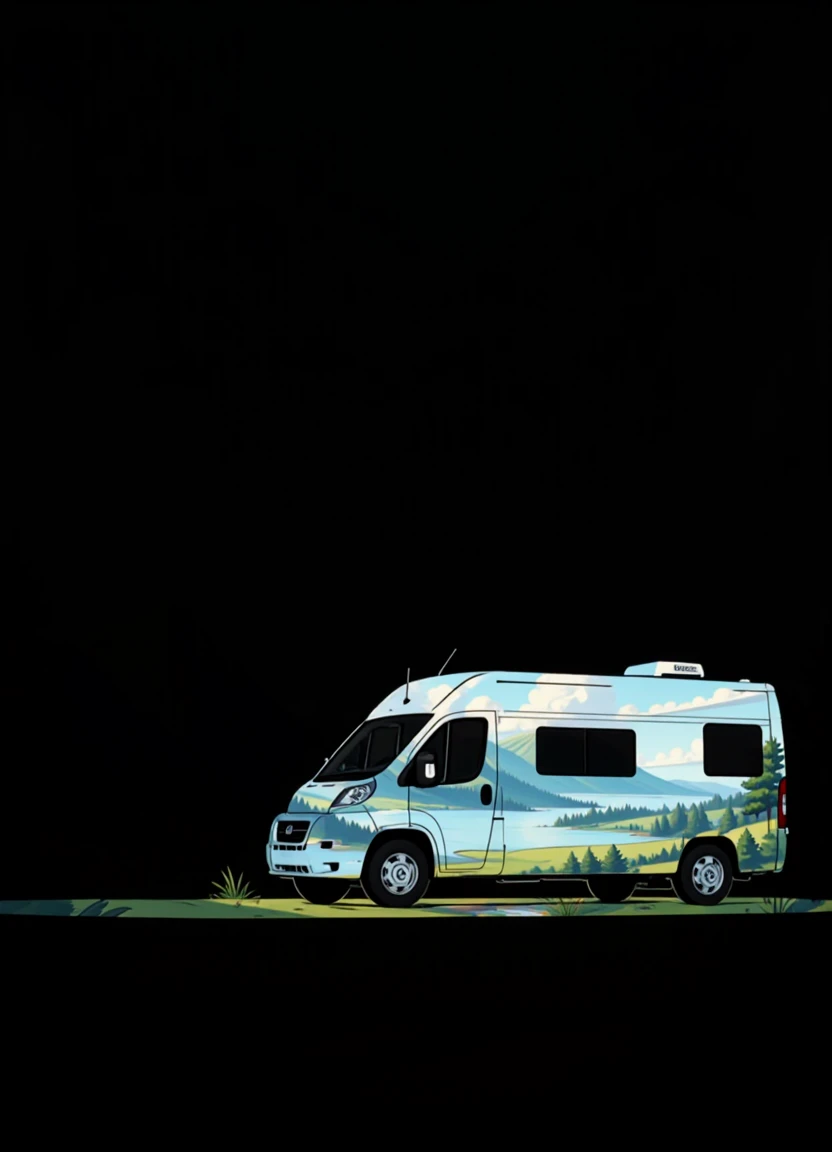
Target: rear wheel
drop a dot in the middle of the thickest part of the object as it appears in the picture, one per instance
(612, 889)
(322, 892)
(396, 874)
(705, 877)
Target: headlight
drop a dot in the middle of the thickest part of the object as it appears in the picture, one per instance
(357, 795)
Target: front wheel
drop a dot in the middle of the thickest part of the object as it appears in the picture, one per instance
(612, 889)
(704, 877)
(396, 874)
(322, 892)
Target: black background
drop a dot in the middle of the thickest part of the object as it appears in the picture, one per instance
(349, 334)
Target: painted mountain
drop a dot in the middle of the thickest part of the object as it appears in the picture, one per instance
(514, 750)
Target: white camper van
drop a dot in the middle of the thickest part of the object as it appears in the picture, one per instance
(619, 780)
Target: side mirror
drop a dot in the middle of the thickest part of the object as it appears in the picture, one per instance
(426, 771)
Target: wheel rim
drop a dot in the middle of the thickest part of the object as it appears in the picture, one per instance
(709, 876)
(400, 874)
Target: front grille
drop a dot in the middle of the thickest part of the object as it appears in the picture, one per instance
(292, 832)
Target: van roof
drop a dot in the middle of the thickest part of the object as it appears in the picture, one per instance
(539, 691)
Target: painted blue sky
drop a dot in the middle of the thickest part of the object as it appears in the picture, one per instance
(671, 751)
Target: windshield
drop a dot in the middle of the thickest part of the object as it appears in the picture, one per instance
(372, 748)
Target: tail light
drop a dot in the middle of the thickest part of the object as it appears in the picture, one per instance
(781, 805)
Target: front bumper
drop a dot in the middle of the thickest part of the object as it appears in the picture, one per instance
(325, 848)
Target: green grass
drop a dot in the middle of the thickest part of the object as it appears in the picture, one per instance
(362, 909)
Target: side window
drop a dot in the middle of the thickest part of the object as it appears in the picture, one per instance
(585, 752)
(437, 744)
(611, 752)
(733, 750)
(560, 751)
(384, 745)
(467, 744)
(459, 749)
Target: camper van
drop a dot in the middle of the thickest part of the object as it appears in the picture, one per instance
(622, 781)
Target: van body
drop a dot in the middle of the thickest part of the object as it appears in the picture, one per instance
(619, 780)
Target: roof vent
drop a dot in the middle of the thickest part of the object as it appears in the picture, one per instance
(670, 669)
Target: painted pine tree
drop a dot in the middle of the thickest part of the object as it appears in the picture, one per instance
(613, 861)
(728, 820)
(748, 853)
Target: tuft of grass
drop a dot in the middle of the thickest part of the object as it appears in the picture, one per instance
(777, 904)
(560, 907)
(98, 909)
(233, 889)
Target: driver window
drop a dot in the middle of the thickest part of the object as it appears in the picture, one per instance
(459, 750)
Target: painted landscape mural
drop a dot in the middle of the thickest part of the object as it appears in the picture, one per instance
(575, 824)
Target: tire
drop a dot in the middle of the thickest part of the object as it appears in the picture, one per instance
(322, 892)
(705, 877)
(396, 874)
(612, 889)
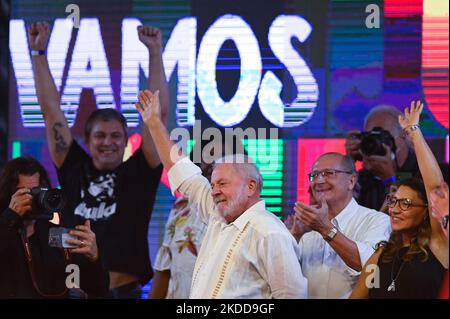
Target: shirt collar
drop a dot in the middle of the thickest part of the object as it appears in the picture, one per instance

Instructions for the task —
Quote the entries above word for word. Leave the images out.

Written response —
Target: rear wheel
drop a dot in the middle of the thickest part of the object as it appears in the picture, one per instance
(612, 889)
(322, 892)
(396, 874)
(705, 877)
Target: headlight
drop a dot in the middle of the thickest part of the object as it appears in the picture, one per instance
(357, 795)
Target: front wheel
drop a dot in the middle of the thickest part of the object as it appears in the picture, one per instance
(612, 889)
(704, 877)
(396, 874)
(322, 892)
Target: black background
drop a dot in the middle of the thickest part of the object as it appears in the picture, one per instance
(349, 334)
Target: painted mountain
drop a dot in the middle of the thickest part of the object as it appears in the picture, one per instance
(514, 750)
Target: white camper van
drop a dot in the middle of the thickest part of the object as it appears in the picture, one per instance
(619, 780)
Target: side mirror
drop a dot in the middle of the thickest part of the object as it appears in the picture, one per instance
(426, 771)
Target: wheel rim
drop a dot in the middle of the thickest part of the object as it appears in the picture, one per instance
(709, 876)
(400, 874)
Target: front grille
drop a dot in the middle of the thickest part of the object as it appears in the picture, one per instance
(292, 832)
Target: van roof
drop a dot in the middle of the thickest part of the object as it appears in the picture, one per instance
(539, 691)
Target: painted blue sky
drop a dot in the middle of the thickest part of the object as it appears in the picture, one per instance
(671, 751)
Target: windshield
drop a dot in the middle of the thickest part of the object as it appears in the picture, one per instance
(372, 748)
Target: tail light
drop a dot in the middle of the thickest part of the object as it appears in the picture, one per instance
(781, 805)
Target: front bumper
drop a dot in the middle of the thickest part of the object as it appears in the picture, one per instance
(325, 848)
Target: green grass
drop a dot in the middle of the thickest part of the object as it appears in the picture, one per instance
(362, 909)
Target: side window
drop a dot in the middle of the thickest part of the object as it appears in the picture, one per instance
(585, 752)
(437, 744)
(611, 752)
(733, 750)
(560, 751)
(384, 745)
(467, 744)
(459, 749)
Target: camper van
drop a dot in the middle of the thickest part of the object as it appears in the picture, one per instance
(622, 781)
Target: van body
drop a dot in the middle of the thickest part of the object as it appears in the picture, one per instance
(619, 780)
Target: roof vent
drop a dot in the middle of the thickest part of the object as it appears in the picture, one per instance
(670, 669)
Target: painted pine tree
drop a dot in the middle of the thickest part of the object as it appears in the picture, one per instance
(613, 861)
(728, 820)
(748, 853)
Target: tuft of grass
drop a dot in the middle of the thickest part of the object as it appears in the picture, one per instance
(777, 904)
(560, 907)
(98, 909)
(233, 889)
Target: driver window
drop a dot in the middle of the thickest part of the object as it appears in the picture, one per instance
(459, 750)
Target: painted landscape mural
drop a dot in the middle of the thickest part of the object as it appears in the picture, one per instance
(575, 824)
Target: tire
drop a dot in the middle of the thickest part of the object as it appears in the picture, one per instance
(322, 892)
(705, 877)
(396, 874)
(612, 889)
Target: shirt collar
drop a dot in the middle of the thickest part of the object as it appears in the picture, one per instance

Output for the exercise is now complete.